» WORK TASK
Retype the material below, keeping each line identical.

» PROVIDED INFORMATION
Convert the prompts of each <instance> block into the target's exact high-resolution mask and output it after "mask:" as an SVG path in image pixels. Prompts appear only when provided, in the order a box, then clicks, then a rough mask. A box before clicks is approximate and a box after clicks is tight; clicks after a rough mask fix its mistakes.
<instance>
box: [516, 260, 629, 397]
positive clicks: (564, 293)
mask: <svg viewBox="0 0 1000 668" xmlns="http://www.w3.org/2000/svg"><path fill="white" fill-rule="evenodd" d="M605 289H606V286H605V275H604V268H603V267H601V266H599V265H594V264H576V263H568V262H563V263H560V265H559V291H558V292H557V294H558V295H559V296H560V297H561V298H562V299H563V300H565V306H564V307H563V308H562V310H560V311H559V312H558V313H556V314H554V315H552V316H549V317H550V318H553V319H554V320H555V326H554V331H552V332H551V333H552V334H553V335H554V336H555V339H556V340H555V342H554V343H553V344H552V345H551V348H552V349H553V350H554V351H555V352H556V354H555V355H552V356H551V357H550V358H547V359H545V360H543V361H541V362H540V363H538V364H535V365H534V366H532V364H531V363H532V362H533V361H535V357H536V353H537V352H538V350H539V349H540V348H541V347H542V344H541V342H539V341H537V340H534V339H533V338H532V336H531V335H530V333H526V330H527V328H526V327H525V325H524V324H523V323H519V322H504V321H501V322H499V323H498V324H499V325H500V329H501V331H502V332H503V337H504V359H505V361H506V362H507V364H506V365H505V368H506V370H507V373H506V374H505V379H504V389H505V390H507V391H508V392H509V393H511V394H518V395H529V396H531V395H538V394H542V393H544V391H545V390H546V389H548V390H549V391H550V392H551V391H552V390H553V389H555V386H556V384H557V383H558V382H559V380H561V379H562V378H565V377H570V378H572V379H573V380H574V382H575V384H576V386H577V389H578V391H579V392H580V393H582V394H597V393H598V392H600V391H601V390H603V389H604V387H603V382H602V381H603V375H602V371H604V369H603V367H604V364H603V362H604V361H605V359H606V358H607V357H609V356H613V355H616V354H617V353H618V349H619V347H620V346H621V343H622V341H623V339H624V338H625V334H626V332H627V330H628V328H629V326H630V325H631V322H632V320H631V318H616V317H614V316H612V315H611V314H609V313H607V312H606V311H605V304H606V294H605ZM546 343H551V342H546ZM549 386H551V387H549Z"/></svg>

» EXERCISE SOLUTION
Convert the prompts of each <instance> block into the target's exact high-resolution mask and output it after "mask:" as an SVG path in image pixels. Prompts appear only when provided, in the order a box, then clicks, then a rough mask. A box before clicks is approximate and a box after clicks is tight; clicks after a rough mask fix its mistakes.
<instance>
box: [516, 260, 629, 397]
positive clicks: (564, 293)
mask: <svg viewBox="0 0 1000 668" xmlns="http://www.w3.org/2000/svg"><path fill="white" fill-rule="evenodd" d="M605 289H606V286H605V275H604V268H603V267H601V266H599V265H594V264H576V263H568V262H563V263H560V265H559V291H558V292H557V294H558V295H559V296H560V297H561V298H562V299H563V300H565V306H564V307H563V308H562V310H560V311H559V312H558V313H556V314H554V315H552V316H549V317H550V318H553V319H554V320H555V326H554V331H552V332H551V333H552V334H553V335H554V336H555V339H556V340H555V342H554V343H553V344H552V345H551V348H552V349H553V350H554V351H555V352H556V354H555V355H552V356H551V357H550V358H547V359H545V360H543V361H541V362H540V363H538V364H535V365H534V366H532V364H531V363H532V362H533V361H535V357H536V353H537V352H538V350H539V349H540V348H541V347H542V344H541V342H539V341H537V340H534V339H533V338H532V336H531V335H530V333H526V330H527V328H526V327H525V325H524V324H523V323H519V322H504V321H501V322H499V323H498V324H499V325H500V329H501V331H502V332H503V337H504V359H505V361H506V362H507V364H506V365H505V368H506V370H507V373H506V374H505V379H504V389H505V390H507V391H508V392H509V393H511V394H518V395H529V396H531V395H538V394H542V393H544V391H545V390H546V389H548V390H549V391H550V392H551V391H552V390H553V389H555V386H556V384H557V383H558V382H559V380H561V379H562V378H565V377H570V378H572V379H573V380H574V382H575V384H576V386H577V389H578V391H579V392H580V393H582V394H597V393H598V392H600V391H601V390H603V389H604V387H603V382H602V381H603V375H602V371H604V369H603V367H604V364H603V362H604V361H605V359H606V358H607V357H609V356H613V355H616V354H617V353H618V349H619V347H620V346H621V343H622V341H623V339H624V338H625V334H626V332H627V330H628V328H629V326H630V325H631V322H632V320H631V318H616V317H614V316H612V315H611V314H609V313H607V312H606V311H605V304H606V294H605ZM546 343H551V342H546ZM549 386H551V387H549Z"/></svg>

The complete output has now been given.